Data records
※
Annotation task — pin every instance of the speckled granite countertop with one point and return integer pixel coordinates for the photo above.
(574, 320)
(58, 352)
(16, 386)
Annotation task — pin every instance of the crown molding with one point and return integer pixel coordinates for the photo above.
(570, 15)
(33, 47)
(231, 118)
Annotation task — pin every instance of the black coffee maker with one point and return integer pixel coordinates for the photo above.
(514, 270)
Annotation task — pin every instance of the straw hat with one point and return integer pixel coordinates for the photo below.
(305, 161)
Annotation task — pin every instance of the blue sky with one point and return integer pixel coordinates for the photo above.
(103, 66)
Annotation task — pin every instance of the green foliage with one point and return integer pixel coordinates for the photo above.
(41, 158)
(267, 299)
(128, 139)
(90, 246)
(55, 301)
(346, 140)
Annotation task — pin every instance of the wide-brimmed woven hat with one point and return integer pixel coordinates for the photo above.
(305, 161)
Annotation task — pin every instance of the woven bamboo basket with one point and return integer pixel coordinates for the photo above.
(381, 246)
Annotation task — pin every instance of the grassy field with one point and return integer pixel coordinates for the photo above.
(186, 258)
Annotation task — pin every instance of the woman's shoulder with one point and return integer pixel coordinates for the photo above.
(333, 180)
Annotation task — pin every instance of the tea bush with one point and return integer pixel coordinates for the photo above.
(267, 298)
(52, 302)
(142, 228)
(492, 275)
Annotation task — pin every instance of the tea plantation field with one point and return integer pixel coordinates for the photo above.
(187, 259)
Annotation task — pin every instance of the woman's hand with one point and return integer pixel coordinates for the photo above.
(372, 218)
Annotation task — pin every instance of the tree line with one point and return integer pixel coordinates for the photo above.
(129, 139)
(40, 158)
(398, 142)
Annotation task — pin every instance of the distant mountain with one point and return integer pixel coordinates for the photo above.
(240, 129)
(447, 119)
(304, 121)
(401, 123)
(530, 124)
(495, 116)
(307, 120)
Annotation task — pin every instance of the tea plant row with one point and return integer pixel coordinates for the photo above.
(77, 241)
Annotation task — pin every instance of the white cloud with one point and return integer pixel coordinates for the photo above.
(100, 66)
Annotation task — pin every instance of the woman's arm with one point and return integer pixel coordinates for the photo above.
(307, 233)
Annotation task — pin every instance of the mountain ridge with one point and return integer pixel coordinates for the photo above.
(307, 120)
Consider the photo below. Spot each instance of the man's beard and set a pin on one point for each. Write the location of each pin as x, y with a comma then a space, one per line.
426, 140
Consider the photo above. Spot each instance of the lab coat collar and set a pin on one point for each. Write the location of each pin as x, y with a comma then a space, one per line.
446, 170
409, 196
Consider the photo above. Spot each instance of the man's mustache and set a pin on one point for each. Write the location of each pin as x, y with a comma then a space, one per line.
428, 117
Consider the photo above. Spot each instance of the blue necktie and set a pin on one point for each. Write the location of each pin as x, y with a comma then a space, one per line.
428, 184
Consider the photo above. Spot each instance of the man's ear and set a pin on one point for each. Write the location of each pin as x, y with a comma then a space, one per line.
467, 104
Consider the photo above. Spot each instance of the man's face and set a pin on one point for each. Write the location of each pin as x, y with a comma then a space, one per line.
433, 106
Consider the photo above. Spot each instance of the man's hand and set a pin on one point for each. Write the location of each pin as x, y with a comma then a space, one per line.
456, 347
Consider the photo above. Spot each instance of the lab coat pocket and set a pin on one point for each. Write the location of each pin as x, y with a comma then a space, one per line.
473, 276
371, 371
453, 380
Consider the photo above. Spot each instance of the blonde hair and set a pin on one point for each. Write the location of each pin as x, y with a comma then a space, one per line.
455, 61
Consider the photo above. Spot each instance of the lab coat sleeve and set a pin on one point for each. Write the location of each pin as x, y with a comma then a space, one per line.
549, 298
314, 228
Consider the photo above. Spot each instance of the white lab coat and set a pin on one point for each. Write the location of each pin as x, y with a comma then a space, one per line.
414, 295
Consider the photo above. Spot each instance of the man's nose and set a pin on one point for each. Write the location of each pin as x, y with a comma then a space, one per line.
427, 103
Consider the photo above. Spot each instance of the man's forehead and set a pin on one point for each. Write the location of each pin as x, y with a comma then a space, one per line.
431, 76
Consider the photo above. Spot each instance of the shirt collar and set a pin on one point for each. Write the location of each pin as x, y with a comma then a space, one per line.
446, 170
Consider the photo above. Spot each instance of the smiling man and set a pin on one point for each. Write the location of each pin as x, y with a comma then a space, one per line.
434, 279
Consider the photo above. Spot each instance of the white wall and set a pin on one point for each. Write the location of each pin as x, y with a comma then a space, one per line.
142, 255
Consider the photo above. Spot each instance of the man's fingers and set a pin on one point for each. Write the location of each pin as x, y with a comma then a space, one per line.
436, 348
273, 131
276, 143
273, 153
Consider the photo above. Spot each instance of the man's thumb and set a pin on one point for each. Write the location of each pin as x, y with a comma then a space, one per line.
※
- **ABOUT THIS TASK**:
Output the records exactly, so that each line matches what was given.

- **THE COMPLETED TASK**:
Annotation task — pin every instance of the speckled granite countertop with one point and return integer pixel coordinates for the photo above.
(574, 320)
(58, 352)
(16, 386)
Annotation task — pin every instance of the crown molding with one point and return integer pixel coordinates for the photo above.
(570, 15)
(33, 47)
(231, 118)
Annotation task — pin every instance of the black coffee maker with one point and return integer pixel coordinates for the photo above.
(514, 270)
Annotation task — pin every instance of the straw hat with one point and return integer pixel coordinates for the photo below.
(305, 161)
Annotation task — pin every instance of the blue sky with one point and return integer pixel coordinates for the photo above.
(103, 66)
Annotation task — pin every instance of the green foliage with one point and return integer pixel coordinates for the photo above.
(41, 158)
(267, 299)
(128, 139)
(90, 246)
(55, 301)
(346, 140)
Annotation task — pin every instance of the wide-brimmed woven hat with one point and return integer pixel coordinates for the photo above.
(305, 161)
Annotation task — pin every instance of the woven bamboo basket with one point and return integer pixel coordinates for the photo above.
(381, 246)
Annotation task — pin every instance of the grassy field with one point and return integer pixel coordinates for the photo above.
(186, 258)
Annotation task — pin every instance of the woman's shoulder with one point and return integer pixel coordinates for the photo above.
(333, 180)
Annotation task — pin every instance of the tea bush with one point and return integer pixel coordinates for the photo above.
(267, 298)
(52, 302)
(142, 228)
(492, 275)
Annotation task — pin every instance of the tea plantation field with one point and return integer pixel coordinates for the photo above.
(187, 259)
Annotation task — pin every instance of the woman's hand with one point and return integer pixel coordinates for the photo above.
(372, 218)
Annotation task — pin every instance of the tree line with one point and return integer pixel coordinates for the photo above.
(129, 139)
(40, 158)
(398, 142)
Annotation task — pin every instance of the distant mountain with one point and return integer pixel coordinates for the photo above.
(240, 129)
(447, 119)
(304, 121)
(401, 123)
(530, 124)
(495, 116)
(307, 120)
Annotation task — pin every instance of the tea plant row with one point and return integer pixel coordinates for the photo above.
(77, 241)
Annotation task — pin every instance of the white cloud with one point and return integer pixel coordinates for the photo above.
(100, 66)
Annotation task — pin every instance of the woman's arm with one point and return integer pixel coordinates for the photo above.
(307, 233)
Annotation task — pin every instance of the mountain ridge with one point and return integer pixel coordinates for the photo above.
(307, 120)
Consider the photo below. Spot each instance of the man's beard and set a pin on one point for each. Write the location of each pin as x, y with a comma then a space, one per line.
426, 140
Consider the photo above. Spot each instance of the lab coat collar and set a pin on one point for each. Write the location of each pin as x, y with a comma then a space, one per line.
446, 170
409, 196
Consider the photo above. Spot each instance of the man's mustache and set a pin on one point for each. Write the location of each pin as x, y with a comma then a space, one per line.
428, 117
Consider the photo above. Spot each instance of the blue necktie and set a pin on one point for each. Write the location of each pin as x, y with a comma then a space, one per line.
428, 184
Consider the photo above. Spot each instance of the man's ear and set a pin on one point for each. Write the location of each pin as x, y with a comma then a space, one per line.
467, 104
Consider the photo above. Spot each instance of the man's face and set a pin on one point for each. Write the location of each pin as x, y with a comma then a space, one per line.
433, 106
Consider the photo above. Spot each instance of the man's hand and set a pin on one point for each. Write the location of each pin as x, y with a comma then a space, one per line.
456, 347
Consider the photo above. Spot each instance of the lab coat pocket and set a pin on one point for each. Write the location of each pin as x, y with a comma then a space, one per line.
473, 276
371, 371
453, 380
Consider the photo above. Spot each instance of the blonde hair and set a pin on one point for each. Write the location of each pin as x, y with a comma then a space, one per line.
455, 61
Consider the photo above. Spot each instance of the lab coat sleeve and set a pin on one point for each. Write the location of each pin as x, y with a comma then a space, one per line.
549, 298
314, 228
Consider the photo above. Spot each instance of the white lab coat and set a pin on one point for each. Write the location of each pin as x, y with a comma then a space, one per line.
414, 295
Consider the photo above. Spot each instance of the man's nose and set a pin on one point for each. Write the location of each pin as x, y with a comma then a space, one per line.
427, 103
Consider the photo above. Spot each instance of the man's forehead and set a pin on one point for each. Write the location of each pin as x, y with a comma then a space, one per line.
431, 76
Consider the photo above. Spot each instance of the shirt collar and set a pin on one point for each. Write the location of each pin as x, y with a comma then a space, one per line.
446, 170
Consider the photo above. Spot each instance of the smiling man and set a pin on one point for each. Write the location of each pin as x, y with a comma then a space, one per line.
434, 279
Consider the photo above. Spot each instance of the white wall and set a pin on one point for each. Write the location of each pin as x, y with a comma then a space, one per line.
142, 255
Consider the photo above. Spot each instance of the man's fingers and set a pin on one point for each. Write the location of each pin as x, y with a comma then a space, one per line.
436, 348
273, 131
276, 143
273, 153
Consider the photo above. Spot each instance of the man's thumb and set a pin on one point for each. Write the location of each pin as x, y with a comma then a space, one per line.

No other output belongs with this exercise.